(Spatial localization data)
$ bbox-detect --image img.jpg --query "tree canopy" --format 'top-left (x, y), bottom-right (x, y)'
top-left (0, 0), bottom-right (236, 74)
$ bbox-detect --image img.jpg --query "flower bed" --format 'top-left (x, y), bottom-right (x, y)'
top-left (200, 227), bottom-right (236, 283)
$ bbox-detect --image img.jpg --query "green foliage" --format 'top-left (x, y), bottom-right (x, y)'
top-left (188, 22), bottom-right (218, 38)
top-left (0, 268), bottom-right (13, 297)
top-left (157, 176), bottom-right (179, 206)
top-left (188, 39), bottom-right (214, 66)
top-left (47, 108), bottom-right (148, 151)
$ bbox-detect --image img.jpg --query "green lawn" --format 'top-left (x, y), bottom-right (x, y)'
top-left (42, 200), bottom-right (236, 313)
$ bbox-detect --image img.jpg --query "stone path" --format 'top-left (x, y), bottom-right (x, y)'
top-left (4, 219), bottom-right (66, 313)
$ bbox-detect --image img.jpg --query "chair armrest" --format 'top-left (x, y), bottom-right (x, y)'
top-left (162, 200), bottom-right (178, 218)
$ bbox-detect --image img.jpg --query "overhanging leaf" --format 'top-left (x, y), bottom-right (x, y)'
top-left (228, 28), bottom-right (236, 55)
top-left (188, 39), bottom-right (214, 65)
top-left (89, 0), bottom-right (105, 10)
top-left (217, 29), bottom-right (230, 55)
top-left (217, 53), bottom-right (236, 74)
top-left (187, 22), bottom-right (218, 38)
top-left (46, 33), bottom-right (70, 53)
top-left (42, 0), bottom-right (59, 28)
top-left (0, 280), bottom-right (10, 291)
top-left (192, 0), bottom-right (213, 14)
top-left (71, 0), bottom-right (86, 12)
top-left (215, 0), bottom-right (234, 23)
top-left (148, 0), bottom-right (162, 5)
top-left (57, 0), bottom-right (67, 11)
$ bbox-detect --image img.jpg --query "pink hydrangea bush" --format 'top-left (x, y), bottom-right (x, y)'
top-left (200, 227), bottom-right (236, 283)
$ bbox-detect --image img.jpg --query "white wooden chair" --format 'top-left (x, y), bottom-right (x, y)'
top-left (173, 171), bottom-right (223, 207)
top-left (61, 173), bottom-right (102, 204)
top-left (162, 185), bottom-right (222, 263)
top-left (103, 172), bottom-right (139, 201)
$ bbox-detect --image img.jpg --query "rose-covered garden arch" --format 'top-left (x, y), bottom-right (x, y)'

WHAT THIS TASK INVOLVES:
Write out the data above once more, exactly as it stands.

SOLUTION BELOW:
$ bbox-detect --image img.jpg --query "tree canopy" --format 'top-left (x, y), bottom-right (x, y)'
top-left (0, 0), bottom-right (236, 74)
$ bbox-detect --image img.jpg --query "flower bed" --format 'top-left (x, y), bottom-right (x, y)'
top-left (200, 227), bottom-right (236, 283)
$ bbox-detect --image img.jpg --query "green foliage" --format 'top-left (x, y), bottom-right (x, y)'
top-left (188, 22), bottom-right (218, 38)
top-left (0, 268), bottom-right (13, 297)
top-left (157, 176), bottom-right (179, 206)
top-left (188, 39), bottom-right (214, 66)
top-left (47, 108), bottom-right (148, 151)
$ bbox-detect --image img.jpg --query "green lawn" --format 'top-left (x, y), bottom-right (x, y)'
top-left (42, 200), bottom-right (236, 313)
$ bbox-detect --image img.jpg --query "stone path" --format 'top-left (x, y), bottom-right (x, y)'
top-left (4, 219), bottom-right (66, 313)
$ bbox-detect --image img.jpg --query "chair armrest" --format 'top-left (x, y), bottom-right (x, y)'
top-left (162, 200), bottom-right (178, 218)
$ bbox-detect --image img.jpg --query "overhanging leaf" --format 'top-left (x, y), bottom-right (x, y)'
top-left (228, 28), bottom-right (236, 55)
top-left (188, 39), bottom-right (214, 65)
top-left (89, 0), bottom-right (105, 10)
top-left (217, 29), bottom-right (230, 55)
top-left (217, 53), bottom-right (236, 74)
top-left (187, 22), bottom-right (218, 38)
top-left (46, 33), bottom-right (70, 53)
top-left (42, 0), bottom-right (59, 28)
top-left (0, 280), bottom-right (10, 291)
top-left (192, 0), bottom-right (213, 14)
top-left (71, 0), bottom-right (86, 12)
top-left (215, 0), bottom-right (234, 23)
top-left (148, 0), bottom-right (162, 5)
top-left (57, 0), bottom-right (67, 11)
$ bbox-detect --image img.jpg --query "pink hydrangea bush" --format 'top-left (x, y), bottom-right (x, y)'
top-left (200, 227), bottom-right (236, 283)
$ bbox-detect --image img.jpg --query "white wooden chair" --format 'top-left (x, y), bottom-right (x, y)'
top-left (173, 171), bottom-right (223, 207)
top-left (61, 173), bottom-right (102, 204)
top-left (162, 185), bottom-right (222, 263)
top-left (103, 172), bottom-right (139, 201)
$ bbox-detect --image img.jpg --query "rose-covered garden arch" --format 'top-left (x, y), bottom-right (x, y)'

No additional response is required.